**Activity**
At the line that contains "For each instance of the door", begin setting down every line word for word, and stop after the last line of the listing.

**Exercise material**
%%

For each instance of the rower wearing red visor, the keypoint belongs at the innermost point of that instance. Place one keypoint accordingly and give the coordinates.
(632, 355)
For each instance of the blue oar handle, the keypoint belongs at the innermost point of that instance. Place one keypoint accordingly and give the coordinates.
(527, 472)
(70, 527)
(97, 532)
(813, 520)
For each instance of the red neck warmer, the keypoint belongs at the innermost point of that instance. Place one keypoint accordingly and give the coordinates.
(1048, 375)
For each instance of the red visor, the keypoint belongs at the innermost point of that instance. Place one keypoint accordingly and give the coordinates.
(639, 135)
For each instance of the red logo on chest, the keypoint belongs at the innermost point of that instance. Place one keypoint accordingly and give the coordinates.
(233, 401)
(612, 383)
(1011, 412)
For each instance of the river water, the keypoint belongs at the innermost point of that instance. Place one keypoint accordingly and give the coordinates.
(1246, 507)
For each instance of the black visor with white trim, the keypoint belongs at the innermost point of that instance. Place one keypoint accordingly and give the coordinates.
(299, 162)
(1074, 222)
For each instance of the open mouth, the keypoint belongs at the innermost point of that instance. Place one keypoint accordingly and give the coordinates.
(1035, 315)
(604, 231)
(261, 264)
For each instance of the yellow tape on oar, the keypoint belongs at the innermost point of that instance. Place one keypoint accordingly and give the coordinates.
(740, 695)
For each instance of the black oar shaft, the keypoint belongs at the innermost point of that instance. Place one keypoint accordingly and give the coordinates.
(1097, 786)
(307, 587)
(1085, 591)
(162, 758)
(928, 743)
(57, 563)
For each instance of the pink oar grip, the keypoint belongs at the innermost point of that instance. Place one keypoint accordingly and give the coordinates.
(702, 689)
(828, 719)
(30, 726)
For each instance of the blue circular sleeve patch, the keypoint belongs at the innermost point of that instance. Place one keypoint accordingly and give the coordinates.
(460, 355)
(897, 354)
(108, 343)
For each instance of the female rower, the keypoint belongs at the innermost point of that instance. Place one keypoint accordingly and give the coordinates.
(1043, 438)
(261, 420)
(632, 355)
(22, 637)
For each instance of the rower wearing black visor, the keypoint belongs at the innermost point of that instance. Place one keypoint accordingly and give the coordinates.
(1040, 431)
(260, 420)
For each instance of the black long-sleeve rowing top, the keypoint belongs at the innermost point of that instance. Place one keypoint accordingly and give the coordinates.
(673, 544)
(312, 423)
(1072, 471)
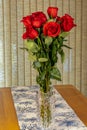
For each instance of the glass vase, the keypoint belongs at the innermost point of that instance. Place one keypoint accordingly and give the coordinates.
(46, 109)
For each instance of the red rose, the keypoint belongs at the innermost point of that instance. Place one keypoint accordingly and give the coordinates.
(27, 20)
(52, 12)
(51, 29)
(30, 33)
(67, 23)
(38, 18)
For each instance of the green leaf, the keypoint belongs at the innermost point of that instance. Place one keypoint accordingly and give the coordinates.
(48, 40)
(42, 59)
(66, 46)
(31, 46)
(55, 74)
(64, 34)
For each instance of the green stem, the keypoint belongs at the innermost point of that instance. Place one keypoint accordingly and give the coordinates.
(47, 83)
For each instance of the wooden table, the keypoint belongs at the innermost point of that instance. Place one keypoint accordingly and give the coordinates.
(8, 118)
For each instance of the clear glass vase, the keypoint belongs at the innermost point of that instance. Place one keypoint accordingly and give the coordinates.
(46, 109)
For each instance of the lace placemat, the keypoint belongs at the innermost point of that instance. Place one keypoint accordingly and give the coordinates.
(26, 105)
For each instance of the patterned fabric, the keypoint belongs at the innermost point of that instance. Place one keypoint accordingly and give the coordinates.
(26, 105)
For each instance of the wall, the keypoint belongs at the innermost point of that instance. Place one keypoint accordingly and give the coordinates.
(15, 69)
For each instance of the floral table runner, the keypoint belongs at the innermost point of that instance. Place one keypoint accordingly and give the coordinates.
(26, 105)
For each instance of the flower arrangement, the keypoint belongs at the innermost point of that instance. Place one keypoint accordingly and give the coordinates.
(44, 41)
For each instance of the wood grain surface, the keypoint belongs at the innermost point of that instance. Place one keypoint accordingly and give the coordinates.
(8, 117)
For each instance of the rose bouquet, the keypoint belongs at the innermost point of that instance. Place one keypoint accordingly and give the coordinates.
(44, 41)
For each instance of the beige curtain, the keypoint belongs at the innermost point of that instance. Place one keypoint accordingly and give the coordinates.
(15, 69)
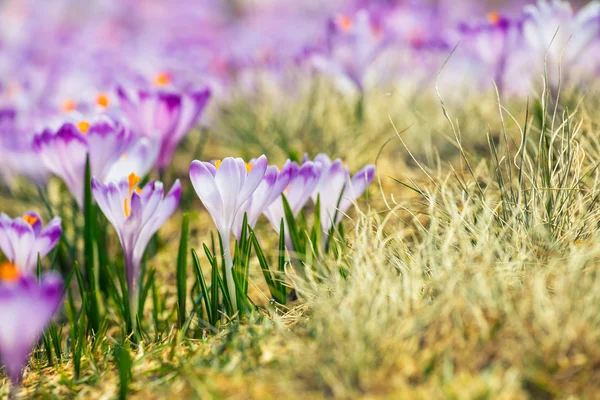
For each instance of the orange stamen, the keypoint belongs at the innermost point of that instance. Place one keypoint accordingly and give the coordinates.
(133, 181)
(30, 219)
(162, 79)
(83, 126)
(102, 100)
(69, 105)
(345, 22)
(494, 18)
(9, 272)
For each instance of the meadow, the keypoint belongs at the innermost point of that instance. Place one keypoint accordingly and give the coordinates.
(460, 262)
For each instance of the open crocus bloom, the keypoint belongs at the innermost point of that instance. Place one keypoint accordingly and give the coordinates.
(494, 43)
(336, 190)
(304, 179)
(163, 117)
(556, 36)
(107, 141)
(269, 190)
(23, 238)
(354, 44)
(26, 307)
(223, 187)
(136, 214)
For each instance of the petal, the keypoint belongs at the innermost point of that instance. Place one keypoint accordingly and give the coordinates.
(228, 182)
(253, 179)
(48, 237)
(206, 188)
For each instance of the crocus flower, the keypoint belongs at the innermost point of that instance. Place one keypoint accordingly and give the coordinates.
(304, 179)
(223, 187)
(268, 191)
(23, 238)
(337, 190)
(106, 141)
(26, 307)
(493, 43)
(555, 34)
(163, 117)
(136, 214)
(353, 45)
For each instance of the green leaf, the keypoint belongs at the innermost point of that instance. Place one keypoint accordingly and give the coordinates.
(295, 236)
(214, 286)
(124, 363)
(202, 282)
(88, 246)
(182, 271)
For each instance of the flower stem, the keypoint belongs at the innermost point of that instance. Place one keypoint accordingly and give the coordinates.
(229, 271)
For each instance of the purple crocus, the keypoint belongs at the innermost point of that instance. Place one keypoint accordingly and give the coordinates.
(26, 307)
(556, 35)
(223, 188)
(136, 214)
(268, 191)
(353, 45)
(163, 117)
(23, 238)
(304, 179)
(337, 190)
(493, 43)
(106, 141)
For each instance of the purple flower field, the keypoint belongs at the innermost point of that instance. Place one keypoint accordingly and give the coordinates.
(347, 199)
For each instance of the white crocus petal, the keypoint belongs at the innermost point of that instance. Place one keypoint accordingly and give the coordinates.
(228, 182)
(205, 185)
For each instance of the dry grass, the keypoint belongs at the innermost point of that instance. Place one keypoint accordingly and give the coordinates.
(461, 290)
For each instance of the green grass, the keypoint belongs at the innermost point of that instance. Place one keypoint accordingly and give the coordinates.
(469, 271)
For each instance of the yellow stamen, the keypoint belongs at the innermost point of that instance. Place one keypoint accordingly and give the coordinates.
(30, 219)
(162, 79)
(133, 181)
(69, 105)
(344, 22)
(102, 100)
(83, 126)
(9, 272)
(494, 18)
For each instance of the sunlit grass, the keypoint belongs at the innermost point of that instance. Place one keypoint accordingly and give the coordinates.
(469, 270)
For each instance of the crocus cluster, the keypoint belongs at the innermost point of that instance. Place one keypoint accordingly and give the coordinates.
(231, 189)
(136, 214)
(154, 70)
(27, 303)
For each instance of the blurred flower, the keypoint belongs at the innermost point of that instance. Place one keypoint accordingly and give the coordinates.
(268, 191)
(353, 45)
(27, 307)
(223, 187)
(136, 214)
(304, 179)
(337, 190)
(23, 238)
(556, 36)
(107, 141)
(163, 117)
(494, 43)
(18, 159)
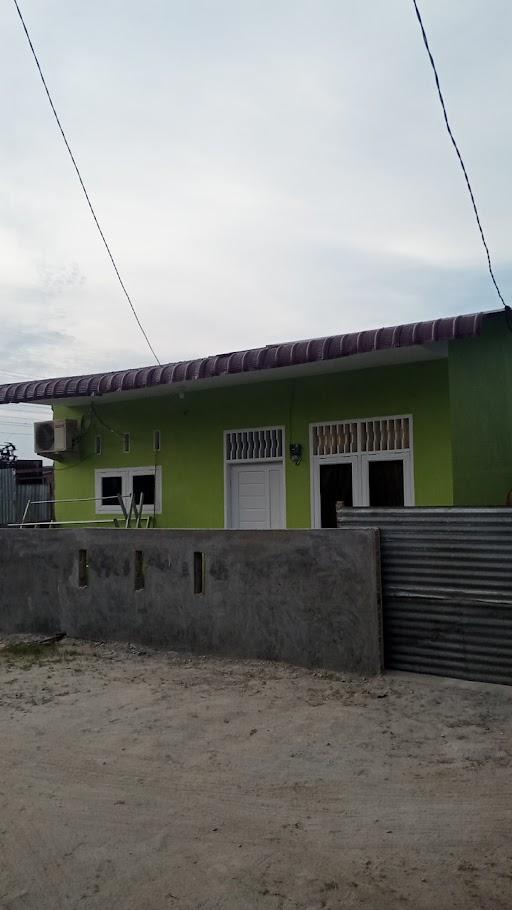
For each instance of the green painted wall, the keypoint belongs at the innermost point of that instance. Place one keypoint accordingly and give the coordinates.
(192, 429)
(480, 371)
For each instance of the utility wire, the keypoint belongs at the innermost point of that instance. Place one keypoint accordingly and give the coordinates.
(459, 156)
(89, 203)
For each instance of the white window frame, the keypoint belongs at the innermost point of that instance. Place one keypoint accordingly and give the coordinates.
(127, 475)
(261, 461)
(360, 485)
(316, 518)
(399, 455)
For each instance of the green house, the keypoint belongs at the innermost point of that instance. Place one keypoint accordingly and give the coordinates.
(273, 437)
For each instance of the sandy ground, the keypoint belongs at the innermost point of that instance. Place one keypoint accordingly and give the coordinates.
(150, 781)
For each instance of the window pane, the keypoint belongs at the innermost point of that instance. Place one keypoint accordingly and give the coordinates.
(335, 486)
(111, 487)
(386, 481)
(144, 483)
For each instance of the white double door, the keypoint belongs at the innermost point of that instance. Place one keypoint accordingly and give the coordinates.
(382, 479)
(256, 496)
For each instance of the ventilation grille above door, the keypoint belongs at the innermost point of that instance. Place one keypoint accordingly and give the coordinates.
(254, 445)
(335, 439)
(387, 434)
(382, 434)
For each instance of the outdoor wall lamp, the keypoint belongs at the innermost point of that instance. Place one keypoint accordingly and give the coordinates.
(296, 452)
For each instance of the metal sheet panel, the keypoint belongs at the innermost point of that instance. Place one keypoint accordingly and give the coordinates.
(13, 499)
(447, 589)
(7, 496)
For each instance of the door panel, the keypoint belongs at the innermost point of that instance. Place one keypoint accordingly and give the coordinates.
(336, 485)
(256, 496)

%%

**Solution for this exercise**
For each instance of the door panel, the keypoint belongs at the innermost point of that instance. Place one keypoint accordingly and give the coordinates.
(336, 485)
(256, 496)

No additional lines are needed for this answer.